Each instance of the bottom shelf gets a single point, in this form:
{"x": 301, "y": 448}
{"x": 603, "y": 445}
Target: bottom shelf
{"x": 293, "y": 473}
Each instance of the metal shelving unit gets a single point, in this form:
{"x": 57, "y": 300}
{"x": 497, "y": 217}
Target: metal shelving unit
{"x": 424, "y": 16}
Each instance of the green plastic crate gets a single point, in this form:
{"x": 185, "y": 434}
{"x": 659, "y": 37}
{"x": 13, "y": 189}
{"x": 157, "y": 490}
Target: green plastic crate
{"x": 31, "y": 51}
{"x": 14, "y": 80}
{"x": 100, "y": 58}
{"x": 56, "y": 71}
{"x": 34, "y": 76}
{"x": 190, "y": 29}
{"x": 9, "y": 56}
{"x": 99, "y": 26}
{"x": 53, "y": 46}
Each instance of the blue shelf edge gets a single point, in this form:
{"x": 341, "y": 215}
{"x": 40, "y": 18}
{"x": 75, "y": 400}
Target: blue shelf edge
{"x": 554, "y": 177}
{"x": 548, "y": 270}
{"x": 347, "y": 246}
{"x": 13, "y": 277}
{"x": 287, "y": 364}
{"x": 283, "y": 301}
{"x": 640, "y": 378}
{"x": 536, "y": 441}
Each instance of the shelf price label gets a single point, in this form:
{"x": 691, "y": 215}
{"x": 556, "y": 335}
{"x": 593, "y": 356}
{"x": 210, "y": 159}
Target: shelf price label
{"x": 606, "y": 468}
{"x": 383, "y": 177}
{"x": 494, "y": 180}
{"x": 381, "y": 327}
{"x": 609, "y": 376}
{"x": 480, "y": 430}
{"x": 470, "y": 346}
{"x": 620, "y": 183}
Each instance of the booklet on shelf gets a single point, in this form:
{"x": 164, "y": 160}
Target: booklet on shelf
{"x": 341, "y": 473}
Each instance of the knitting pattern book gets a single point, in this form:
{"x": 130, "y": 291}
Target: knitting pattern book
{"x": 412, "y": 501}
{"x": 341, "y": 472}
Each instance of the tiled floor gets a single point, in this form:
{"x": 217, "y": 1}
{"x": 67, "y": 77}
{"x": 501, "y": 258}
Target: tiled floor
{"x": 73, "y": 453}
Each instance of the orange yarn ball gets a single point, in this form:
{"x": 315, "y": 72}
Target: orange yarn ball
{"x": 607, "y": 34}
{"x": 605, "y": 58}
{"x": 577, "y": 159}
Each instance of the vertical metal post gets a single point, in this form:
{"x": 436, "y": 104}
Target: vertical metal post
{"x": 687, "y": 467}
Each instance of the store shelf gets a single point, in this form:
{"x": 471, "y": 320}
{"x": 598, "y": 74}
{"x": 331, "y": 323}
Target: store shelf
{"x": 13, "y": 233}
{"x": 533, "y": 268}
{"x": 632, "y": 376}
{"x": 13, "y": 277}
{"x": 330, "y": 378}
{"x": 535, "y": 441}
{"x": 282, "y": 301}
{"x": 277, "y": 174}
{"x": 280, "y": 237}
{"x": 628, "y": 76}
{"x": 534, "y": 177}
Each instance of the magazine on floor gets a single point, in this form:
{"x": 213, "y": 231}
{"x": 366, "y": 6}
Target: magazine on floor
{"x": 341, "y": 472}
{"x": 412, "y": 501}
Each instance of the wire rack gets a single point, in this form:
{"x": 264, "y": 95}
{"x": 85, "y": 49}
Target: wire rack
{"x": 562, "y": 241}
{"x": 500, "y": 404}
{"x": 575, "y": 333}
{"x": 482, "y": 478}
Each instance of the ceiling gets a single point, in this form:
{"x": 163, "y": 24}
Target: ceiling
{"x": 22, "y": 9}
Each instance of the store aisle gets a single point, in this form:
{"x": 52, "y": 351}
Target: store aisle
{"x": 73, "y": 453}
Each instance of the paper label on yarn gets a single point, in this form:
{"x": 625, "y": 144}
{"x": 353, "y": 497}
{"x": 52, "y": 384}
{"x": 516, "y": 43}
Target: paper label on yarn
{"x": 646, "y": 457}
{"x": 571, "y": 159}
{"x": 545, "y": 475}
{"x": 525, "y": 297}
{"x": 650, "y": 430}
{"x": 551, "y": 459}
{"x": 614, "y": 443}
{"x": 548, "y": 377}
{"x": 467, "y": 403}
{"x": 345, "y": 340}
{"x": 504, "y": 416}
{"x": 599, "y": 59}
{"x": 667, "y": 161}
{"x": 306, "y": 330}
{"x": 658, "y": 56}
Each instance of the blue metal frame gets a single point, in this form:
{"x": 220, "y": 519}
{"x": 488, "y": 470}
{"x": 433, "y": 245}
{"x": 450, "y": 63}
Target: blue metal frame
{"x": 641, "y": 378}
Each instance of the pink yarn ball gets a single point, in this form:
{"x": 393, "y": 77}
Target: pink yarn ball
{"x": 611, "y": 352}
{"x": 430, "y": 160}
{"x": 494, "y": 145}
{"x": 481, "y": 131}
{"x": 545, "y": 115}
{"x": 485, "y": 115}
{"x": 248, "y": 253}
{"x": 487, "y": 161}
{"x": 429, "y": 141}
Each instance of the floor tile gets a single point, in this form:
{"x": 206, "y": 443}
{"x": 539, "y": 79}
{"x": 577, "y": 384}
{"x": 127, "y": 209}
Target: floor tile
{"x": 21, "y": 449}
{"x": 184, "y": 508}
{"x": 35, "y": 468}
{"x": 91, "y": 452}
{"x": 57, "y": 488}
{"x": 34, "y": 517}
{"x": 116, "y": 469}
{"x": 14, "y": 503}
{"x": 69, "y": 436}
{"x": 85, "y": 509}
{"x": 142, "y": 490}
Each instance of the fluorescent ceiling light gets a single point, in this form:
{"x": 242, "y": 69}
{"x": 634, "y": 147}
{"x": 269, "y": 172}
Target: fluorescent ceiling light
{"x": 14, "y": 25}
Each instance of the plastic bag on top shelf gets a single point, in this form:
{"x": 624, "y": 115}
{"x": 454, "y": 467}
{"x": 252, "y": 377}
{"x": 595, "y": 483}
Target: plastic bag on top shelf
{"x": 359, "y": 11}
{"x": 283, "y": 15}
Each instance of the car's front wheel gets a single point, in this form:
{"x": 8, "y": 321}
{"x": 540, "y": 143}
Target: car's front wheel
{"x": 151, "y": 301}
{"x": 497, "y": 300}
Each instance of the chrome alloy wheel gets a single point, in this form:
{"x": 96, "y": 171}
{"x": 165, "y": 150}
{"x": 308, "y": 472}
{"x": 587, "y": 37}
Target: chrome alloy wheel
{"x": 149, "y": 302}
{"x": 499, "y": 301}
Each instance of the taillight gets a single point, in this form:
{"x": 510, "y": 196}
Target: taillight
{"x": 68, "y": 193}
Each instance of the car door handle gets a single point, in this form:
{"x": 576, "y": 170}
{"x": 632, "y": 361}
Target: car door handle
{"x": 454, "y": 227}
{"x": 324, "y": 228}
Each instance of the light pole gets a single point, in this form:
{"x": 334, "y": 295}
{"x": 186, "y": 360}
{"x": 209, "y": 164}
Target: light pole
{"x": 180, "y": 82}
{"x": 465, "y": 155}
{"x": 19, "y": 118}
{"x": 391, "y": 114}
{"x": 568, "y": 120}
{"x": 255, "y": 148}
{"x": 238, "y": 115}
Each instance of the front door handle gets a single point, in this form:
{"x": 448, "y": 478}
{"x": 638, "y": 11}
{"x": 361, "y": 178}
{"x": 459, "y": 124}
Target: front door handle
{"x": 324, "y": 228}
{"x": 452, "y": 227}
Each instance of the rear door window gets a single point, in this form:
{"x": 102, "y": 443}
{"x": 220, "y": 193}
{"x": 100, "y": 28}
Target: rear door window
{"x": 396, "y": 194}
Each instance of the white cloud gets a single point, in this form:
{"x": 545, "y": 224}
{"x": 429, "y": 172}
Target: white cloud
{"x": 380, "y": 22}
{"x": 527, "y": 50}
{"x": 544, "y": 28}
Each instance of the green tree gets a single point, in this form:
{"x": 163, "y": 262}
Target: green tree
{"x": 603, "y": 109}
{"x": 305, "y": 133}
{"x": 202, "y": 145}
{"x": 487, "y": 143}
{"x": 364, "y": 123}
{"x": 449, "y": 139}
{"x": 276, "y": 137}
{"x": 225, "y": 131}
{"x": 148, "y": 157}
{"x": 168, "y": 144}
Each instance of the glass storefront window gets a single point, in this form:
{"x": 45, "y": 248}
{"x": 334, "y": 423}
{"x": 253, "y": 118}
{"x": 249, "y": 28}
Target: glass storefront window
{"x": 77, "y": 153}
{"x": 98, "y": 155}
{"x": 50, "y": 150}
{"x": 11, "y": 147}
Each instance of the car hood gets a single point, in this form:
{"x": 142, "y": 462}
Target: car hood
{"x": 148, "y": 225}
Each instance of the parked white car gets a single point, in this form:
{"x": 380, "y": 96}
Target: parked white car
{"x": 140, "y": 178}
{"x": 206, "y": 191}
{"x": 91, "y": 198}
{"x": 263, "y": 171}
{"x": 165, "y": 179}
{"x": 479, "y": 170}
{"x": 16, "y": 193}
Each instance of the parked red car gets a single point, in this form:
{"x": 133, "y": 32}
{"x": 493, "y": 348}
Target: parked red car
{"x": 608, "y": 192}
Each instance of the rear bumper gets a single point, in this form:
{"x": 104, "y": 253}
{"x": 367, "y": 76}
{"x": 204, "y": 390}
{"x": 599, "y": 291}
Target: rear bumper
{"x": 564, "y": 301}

WORK INSTRUCTIONS
Extract exactly and only the lines above from the line containing "Each instance of the taillight" through the line containing "Each instance of the parked white", both end lines included.

COMPLETED TASK
Each instance of the taillight gets a single point, in this form:
{"x": 510, "y": 196}
Target: taillight
{"x": 68, "y": 193}
Each instance of the car door handle gets a single point, in this form:
{"x": 576, "y": 170}
{"x": 632, "y": 361}
Target: car door handle
{"x": 454, "y": 227}
{"x": 324, "y": 228}
Each instance of the light pole gets a single point, in this form:
{"x": 334, "y": 295}
{"x": 186, "y": 360}
{"x": 209, "y": 164}
Target: light pole
{"x": 180, "y": 82}
{"x": 465, "y": 155}
{"x": 19, "y": 118}
{"x": 391, "y": 114}
{"x": 568, "y": 120}
{"x": 255, "y": 148}
{"x": 238, "y": 115}
Each instance of the front door handle gets a single point, in this form:
{"x": 448, "y": 478}
{"x": 638, "y": 11}
{"x": 361, "y": 178}
{"x": 459, "y": 124}
Target: front door handle
{"x": 324, "y": 228}
{"x": 452, "y": 227}
Each instance of the rear door window gets a single point, in this form:
{"x": 102, "y": 443}
{"x": 220, "y": 193}
{"x": 100, "y": 28}
Target: rear door window
{"x": 396, "y": 194}
Each instance of the white cloud gets a single point, in this form:
{"x": 545, "y": 224}
{"x": 429, "y": 172}
Target: white cloud
{"x": 380, "y": 22}
{"x": 527, "y": 50}
{"x": 544, "y": 28}
Each instance of the green tree gets a single point, in this form:
{"x": 163, "y": 262}
Target: green tree
{"x": 603, "y": 109}
{"x": 305, "y": 133}
{"x": 202, "y": 145}
{"x": 487, "y": 143}
{"x": 364, "y": 123}
{"x": 449, "y": 139}
{"x": 276, "y": 137}
{"x": 225, "y": 131}
{"x": 148, "y": 157}
{"x": 168, "y": 144}
Each instance of the glass storefront window gets a single point, in this form:
{"x": 45, "y": 248}
{"x": 334, "y": 423}
{"x": 253, "y": 118}
{"x": 249, "y": 28}
Target: glass storefront window
{"x": 77, "y": 153}
{"x": 98, "y": 155}
{"x": 50, "y": 150}
{"x": 11, "y": 147}
Each instance of the car hood gets a single point, in this form:
{"x": 142, "y": 462}
Target: car hood
{"x": 148, "y": 225}
Each instance of the parked white car gets a single point, in this form:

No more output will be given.